▸ **What needs to be done**:
Please reproduce word for word the lines of the material below, starting at the line that contains "Locate every instance of the rust-colored" and stopping after the line that contains "(1037, 375)", with both of those lines included.

(Stored dataset items)
◇ ◇ ◇
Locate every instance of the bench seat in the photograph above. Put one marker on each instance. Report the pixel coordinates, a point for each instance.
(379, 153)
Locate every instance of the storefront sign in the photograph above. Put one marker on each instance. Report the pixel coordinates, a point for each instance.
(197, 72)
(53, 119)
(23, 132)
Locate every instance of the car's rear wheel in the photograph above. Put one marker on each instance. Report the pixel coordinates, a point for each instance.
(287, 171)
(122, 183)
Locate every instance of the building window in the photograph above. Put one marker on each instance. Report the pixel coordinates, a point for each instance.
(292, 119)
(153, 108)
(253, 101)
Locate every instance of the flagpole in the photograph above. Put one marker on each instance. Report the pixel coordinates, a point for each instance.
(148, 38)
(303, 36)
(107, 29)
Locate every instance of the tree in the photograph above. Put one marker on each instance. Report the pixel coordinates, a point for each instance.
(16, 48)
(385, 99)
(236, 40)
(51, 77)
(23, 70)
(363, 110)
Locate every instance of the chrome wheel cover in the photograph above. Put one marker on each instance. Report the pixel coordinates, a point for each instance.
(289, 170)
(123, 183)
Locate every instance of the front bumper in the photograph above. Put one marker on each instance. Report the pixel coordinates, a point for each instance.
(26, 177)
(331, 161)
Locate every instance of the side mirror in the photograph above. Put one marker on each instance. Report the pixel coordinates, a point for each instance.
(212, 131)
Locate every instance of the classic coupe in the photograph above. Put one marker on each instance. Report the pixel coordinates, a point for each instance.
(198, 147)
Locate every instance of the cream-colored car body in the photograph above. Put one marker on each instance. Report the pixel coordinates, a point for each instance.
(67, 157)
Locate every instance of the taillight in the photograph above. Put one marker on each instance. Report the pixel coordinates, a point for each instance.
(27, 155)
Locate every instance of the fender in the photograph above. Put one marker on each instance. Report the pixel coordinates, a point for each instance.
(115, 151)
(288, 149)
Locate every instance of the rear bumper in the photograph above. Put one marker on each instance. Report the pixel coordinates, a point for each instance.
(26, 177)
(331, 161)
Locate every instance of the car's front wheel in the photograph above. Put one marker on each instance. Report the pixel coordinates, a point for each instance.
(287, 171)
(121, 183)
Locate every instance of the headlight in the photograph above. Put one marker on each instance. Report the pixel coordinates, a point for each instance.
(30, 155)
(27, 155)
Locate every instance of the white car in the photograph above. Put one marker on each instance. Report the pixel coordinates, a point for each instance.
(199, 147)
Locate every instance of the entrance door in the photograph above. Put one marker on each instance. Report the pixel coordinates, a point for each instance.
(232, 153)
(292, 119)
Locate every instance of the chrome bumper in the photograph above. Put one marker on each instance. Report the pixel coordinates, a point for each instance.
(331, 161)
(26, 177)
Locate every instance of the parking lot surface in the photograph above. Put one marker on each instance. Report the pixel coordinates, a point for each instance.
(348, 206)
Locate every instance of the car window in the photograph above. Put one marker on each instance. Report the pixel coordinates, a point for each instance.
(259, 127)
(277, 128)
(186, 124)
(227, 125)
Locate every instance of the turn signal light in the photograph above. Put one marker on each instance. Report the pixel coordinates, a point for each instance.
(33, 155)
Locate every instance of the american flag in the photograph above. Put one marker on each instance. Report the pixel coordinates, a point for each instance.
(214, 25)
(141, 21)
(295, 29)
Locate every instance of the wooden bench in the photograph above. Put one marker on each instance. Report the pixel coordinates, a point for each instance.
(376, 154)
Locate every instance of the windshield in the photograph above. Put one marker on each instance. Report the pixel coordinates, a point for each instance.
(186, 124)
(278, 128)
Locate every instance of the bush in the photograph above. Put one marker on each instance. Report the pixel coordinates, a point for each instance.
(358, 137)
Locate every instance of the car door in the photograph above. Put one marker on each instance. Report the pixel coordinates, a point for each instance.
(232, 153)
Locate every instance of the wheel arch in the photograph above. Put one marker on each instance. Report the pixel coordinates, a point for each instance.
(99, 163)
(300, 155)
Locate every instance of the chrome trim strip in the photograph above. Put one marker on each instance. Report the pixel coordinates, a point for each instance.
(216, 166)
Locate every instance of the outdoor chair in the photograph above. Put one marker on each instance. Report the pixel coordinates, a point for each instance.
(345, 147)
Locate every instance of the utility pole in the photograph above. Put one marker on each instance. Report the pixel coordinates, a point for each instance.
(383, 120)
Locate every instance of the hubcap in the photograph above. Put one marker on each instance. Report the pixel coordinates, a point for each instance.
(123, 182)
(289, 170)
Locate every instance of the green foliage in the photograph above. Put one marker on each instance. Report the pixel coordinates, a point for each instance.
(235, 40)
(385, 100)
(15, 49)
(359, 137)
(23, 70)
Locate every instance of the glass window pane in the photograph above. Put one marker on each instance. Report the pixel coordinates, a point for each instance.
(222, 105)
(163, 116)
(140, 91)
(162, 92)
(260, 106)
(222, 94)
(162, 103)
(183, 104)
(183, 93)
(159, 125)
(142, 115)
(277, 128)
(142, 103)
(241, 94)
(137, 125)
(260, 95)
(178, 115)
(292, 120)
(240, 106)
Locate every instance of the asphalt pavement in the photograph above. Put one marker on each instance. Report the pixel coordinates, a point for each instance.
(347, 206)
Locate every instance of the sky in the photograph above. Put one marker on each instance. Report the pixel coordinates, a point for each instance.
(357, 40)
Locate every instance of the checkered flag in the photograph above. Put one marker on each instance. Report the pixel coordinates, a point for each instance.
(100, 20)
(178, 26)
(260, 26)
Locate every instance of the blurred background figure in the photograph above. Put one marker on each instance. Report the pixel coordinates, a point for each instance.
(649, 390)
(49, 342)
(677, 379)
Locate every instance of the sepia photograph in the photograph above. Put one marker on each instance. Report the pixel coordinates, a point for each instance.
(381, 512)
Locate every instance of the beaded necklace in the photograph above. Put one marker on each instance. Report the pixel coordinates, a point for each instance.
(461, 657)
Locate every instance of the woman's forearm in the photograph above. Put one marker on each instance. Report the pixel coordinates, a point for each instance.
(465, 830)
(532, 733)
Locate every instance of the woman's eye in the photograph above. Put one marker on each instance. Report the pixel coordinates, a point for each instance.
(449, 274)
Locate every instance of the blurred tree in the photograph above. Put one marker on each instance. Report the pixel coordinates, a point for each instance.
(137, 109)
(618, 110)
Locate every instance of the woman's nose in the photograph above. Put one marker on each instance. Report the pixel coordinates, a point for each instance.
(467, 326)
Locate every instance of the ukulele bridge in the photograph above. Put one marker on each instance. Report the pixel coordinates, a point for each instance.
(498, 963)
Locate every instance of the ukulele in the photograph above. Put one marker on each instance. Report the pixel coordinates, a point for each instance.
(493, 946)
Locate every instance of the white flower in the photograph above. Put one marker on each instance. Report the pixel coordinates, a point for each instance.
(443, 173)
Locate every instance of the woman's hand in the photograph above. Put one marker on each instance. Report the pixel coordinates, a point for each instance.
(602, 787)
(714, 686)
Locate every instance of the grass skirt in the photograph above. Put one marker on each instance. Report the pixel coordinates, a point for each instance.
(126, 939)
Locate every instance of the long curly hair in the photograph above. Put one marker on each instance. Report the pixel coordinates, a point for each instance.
◇ ◇ ◇
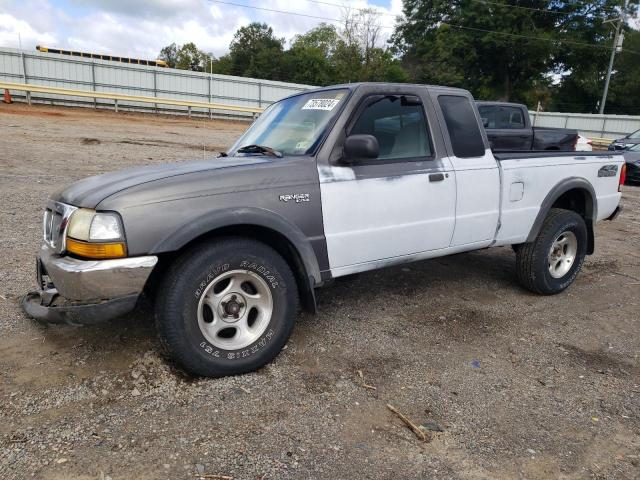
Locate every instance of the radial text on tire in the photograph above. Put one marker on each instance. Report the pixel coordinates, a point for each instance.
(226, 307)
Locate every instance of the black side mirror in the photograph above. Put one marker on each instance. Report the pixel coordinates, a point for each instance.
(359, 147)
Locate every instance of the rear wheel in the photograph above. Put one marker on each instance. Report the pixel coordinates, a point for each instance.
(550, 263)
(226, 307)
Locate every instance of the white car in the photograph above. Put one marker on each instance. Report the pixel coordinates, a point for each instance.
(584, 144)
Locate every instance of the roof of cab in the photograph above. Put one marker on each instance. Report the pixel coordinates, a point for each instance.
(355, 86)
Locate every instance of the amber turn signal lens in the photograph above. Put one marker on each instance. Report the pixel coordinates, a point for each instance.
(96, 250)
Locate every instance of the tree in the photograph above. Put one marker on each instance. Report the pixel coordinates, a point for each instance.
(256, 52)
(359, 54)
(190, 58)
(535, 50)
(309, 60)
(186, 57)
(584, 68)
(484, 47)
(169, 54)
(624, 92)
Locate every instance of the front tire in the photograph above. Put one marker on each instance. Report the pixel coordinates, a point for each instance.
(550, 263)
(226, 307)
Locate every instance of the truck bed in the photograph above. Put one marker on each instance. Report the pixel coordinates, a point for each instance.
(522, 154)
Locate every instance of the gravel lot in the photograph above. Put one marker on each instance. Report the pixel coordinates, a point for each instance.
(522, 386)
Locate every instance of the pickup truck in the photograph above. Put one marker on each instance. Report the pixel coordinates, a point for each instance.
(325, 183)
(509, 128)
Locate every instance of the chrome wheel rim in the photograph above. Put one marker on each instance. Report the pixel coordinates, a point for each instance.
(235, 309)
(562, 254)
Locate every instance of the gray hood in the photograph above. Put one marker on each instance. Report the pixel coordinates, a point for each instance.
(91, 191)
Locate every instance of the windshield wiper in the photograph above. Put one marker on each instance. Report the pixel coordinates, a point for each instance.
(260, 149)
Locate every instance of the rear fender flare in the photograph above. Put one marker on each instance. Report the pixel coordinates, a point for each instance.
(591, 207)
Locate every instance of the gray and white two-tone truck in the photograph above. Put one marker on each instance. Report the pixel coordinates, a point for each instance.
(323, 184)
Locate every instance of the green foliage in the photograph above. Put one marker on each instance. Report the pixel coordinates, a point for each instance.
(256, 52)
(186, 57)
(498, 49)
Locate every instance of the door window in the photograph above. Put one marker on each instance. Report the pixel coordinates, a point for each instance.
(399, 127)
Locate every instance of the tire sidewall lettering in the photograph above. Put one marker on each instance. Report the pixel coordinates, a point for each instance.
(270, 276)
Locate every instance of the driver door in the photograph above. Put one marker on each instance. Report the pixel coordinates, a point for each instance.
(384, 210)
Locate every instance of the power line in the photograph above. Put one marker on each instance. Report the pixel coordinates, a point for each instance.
◇ ◇ ◇
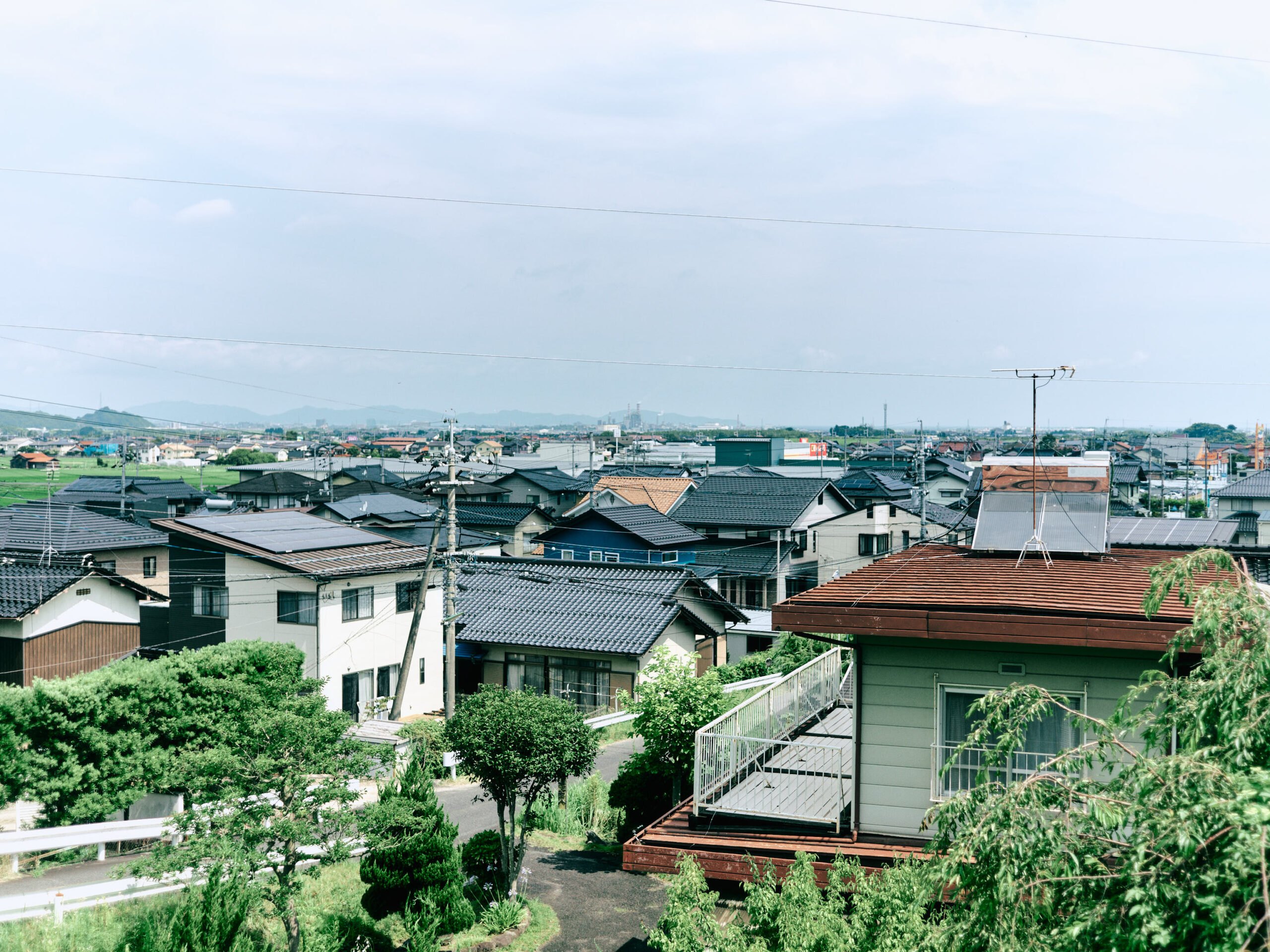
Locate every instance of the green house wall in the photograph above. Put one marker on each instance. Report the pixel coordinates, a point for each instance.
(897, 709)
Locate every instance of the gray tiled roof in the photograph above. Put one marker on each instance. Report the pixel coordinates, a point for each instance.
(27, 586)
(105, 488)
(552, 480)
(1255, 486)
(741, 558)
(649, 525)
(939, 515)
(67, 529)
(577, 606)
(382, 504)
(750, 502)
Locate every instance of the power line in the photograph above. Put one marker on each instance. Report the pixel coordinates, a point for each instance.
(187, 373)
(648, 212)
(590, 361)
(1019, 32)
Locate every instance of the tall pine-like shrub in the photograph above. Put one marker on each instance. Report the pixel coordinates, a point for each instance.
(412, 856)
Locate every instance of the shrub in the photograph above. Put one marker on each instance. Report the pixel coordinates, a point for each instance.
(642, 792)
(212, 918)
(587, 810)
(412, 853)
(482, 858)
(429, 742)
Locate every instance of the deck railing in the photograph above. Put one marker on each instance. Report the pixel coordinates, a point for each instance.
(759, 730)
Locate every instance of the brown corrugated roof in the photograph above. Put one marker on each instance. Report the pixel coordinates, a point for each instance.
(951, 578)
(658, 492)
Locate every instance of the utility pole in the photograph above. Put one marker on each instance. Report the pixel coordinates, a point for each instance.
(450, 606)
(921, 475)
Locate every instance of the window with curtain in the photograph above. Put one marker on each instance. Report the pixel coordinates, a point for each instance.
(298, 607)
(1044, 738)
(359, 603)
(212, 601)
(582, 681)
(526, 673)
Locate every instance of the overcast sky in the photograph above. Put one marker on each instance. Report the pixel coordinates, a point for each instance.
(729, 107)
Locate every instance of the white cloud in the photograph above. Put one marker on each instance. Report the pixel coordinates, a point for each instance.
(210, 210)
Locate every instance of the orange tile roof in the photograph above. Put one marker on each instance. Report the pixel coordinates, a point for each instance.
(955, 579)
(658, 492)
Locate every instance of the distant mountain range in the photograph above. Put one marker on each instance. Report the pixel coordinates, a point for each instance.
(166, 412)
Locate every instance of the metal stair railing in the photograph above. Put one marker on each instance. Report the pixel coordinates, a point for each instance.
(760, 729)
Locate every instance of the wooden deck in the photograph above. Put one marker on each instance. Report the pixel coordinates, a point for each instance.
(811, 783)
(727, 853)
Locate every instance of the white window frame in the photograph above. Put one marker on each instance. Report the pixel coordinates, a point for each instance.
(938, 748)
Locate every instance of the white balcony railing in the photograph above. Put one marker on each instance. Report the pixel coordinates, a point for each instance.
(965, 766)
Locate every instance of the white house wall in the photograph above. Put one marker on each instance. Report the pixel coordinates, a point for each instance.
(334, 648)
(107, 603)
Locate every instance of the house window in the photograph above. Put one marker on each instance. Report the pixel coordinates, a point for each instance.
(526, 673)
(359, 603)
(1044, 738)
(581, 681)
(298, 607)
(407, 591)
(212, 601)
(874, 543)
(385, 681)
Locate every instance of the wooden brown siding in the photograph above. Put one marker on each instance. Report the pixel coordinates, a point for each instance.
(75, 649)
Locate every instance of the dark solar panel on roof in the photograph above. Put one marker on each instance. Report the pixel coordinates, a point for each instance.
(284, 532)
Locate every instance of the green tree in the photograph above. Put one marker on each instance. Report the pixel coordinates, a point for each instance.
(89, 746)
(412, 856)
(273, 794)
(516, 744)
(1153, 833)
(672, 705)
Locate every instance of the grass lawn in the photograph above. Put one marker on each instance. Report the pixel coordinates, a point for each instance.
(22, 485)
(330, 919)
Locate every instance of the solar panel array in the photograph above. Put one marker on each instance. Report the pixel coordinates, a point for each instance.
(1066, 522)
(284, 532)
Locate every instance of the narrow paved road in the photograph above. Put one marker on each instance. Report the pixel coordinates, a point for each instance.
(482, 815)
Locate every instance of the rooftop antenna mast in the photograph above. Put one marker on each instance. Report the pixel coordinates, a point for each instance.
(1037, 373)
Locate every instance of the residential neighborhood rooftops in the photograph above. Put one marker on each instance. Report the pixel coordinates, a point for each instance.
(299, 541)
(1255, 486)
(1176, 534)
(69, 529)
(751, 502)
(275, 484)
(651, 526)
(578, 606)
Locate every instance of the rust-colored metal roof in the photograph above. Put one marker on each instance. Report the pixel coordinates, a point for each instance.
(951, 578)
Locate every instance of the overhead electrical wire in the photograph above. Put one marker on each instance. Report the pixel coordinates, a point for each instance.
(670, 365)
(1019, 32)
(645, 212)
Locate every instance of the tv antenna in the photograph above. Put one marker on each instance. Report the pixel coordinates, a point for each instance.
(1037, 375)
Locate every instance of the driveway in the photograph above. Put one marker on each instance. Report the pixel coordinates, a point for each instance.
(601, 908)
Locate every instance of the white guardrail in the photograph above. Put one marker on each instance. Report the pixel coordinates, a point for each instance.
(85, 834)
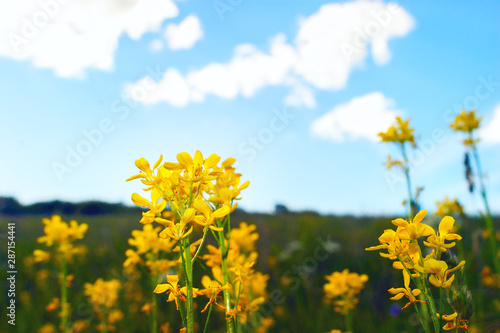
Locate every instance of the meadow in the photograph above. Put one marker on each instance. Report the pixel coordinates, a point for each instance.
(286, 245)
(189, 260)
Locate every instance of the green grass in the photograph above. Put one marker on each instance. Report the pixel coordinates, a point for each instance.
◇ ◇ ◇
▸ **Result of the exercise**:
Locate every instance of the rust-colored metal roof in the photograph above. Put one marker on each instance. Report the pixel coordinates, a point for each instance.
(951, 578)
Locate every instance of the overhead electrical wire in the photograph above. Put one marker on each instance. Report the pixel coordinates, a point for each instance.
(670, 365)
(1019, 32)
(645, 212)
Locate every instance of the tv antenna in the photograph above. Put one marker on each instance. Report the pixel coordinates, a point for each instance.
(1037, 375)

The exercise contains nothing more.